Consegna esercizio. Ricopia identiche le righe dei dati dalla riga che contiene "the cockpit window?" alla riga che contiene "[225,25,315,135]", entrambe incluse, senza riportare le immagini.

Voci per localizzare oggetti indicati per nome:

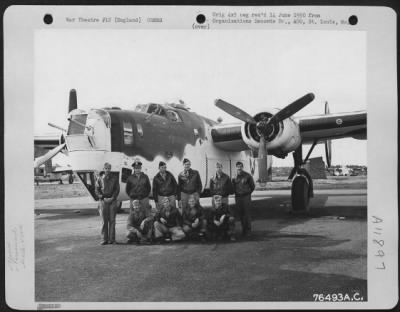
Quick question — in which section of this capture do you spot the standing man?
[153,161,178,209]
[125,160,151,217]
[178,158,203,214]
[232,161,255,236]
[210,162,233,206]
[96,162,119,245]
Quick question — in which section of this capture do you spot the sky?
[34,29,367,166]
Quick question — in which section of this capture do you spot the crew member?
[125,160,151,216]
[210,162,233,205]
[95,162,119,245]
[182,196,207,240]
[178,158,203,213]
[126,199,153,244]
[207,195,236,241]
[154,198,185,242]
[153,161,178,209]
[232,161,255,236]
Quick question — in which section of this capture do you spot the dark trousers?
[235,195,251,234]
[99,200,117,242]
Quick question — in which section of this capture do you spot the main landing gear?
[289,141,317,212]
[116,200,124,213]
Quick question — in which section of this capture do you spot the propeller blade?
[215,99,256,125]
[268,93,315,123]
[33,143,65,168]
[325,101,332,168]
[258,136,268,184]
[68,89,78,113]
[325,140,332,168]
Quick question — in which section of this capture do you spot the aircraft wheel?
[292,175,310,211]
[117,201,124,213]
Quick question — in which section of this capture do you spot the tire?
[292,175,310,211]
[117,201,124,213]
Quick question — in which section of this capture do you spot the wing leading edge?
[296,111,367,143]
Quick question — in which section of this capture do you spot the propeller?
[68,89,78,113]
[325,102,332,168]
[215,93,315,184]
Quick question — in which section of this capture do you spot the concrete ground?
[35,189,367,302]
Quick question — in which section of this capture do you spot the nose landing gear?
[289,141,317,212]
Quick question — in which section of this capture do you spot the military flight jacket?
[232,171,256,197]
[178,169,203,199]
[182,205,203,226]
[126,210,146,228]
[153,171,178,203]
[211,204,231,221]
[156,209,182,228]
[210,172,233,197]
[95,173,119,200]
[125,172,151,199]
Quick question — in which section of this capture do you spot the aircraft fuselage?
[64,104,271,201]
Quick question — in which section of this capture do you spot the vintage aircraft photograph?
[34,89,367,210]
[32,25,367,308]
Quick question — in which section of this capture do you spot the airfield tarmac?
[35,179,367,302]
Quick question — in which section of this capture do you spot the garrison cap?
[213,195,222,200]
[132,160,142,168]
[132,199,140,207]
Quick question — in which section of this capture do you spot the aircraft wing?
[34,135,60,150]
[296,111,367,143]
[34,135,65,168]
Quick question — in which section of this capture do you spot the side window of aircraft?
[121,168,132,183]
[123,121,133,145]
[166,110,182,122]
[68,114,87,135]
[147,104,165,116]
[136,124,143,137]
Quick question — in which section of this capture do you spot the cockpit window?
[68,114,87,135]
[166,110,182,122]
[123,121,133,145]
[147,104,165,116]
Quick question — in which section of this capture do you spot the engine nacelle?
[241,110,301,158]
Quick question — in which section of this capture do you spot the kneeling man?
[183,196,207,239]
[154,197,185,242]
[126,200,153,244]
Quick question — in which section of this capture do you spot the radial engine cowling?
[241,111,301,158]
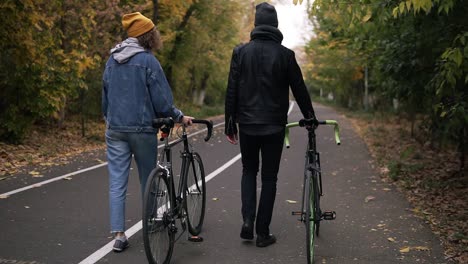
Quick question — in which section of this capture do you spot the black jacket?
[225,25,315,135]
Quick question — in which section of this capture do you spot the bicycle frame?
[158,126,193,222]
[301,128,323,221]
[285,119,340,263]
[153,119,213,240]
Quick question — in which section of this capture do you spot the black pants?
[239,130,284,235]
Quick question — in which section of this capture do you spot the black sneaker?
[241,220,253,240]
[112,239,130,253]
[256,234,276,247]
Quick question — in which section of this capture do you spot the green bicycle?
[285,119,341,263]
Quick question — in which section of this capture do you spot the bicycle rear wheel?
[304,171,316,263]
[142,169,175,264]
[185,153,206,236]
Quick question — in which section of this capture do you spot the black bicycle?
[142,118,213,264]
[285,119,341,263]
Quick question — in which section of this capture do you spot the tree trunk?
[197,72,210,106]
[458,125,467,177]
[153,0,159,24]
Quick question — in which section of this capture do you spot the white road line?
[79,101,294,264]
[288,101,294,115]
[0,122,224,197]
[79,154,241,264]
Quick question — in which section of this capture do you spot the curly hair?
[137,27,162,51]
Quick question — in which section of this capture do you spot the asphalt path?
[0,104,447,264]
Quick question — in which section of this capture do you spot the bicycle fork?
[291,168,336,222]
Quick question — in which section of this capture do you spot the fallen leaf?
[29,171,44,178]
[412,246,429,251]
[364,195,375,203]
[400,247,410,253]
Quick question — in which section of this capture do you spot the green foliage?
[0,0,246,142]
[306,0,468,167]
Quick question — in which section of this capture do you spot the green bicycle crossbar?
[284,120,341,148]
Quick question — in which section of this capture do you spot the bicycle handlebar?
[284,119,341,148]
[192,119,213,142]
[152,117,213,141]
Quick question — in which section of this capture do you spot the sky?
[274,0,312,49]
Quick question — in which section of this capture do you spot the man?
[102,12,192,252]
[225,3,315,247]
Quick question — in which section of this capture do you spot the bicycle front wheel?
[142,169,175,264]
[185,153,206,236]
[304,171,316,263]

Risultato.
Quick question — in which section of this capture do you spot the cockpit window?
[68,114,87,135]
[166,110,182,122]
[123,121,133,145]
[147,104,165,116]
Quick question — in which section of this capture do you spot the engine nacelle?
[241,110,301,158]
Quick question — in which section of this capture do you spot the kneeling man?
[183,196,207,239]
[154,197,185,242]
[126,200,153,244]
Quick question — in which section of this capture do you spot the radial engine cowling?
[241,111,301,158]
Quick question — in which section of this capture do you spot the black jacket?
[225,25,315,135]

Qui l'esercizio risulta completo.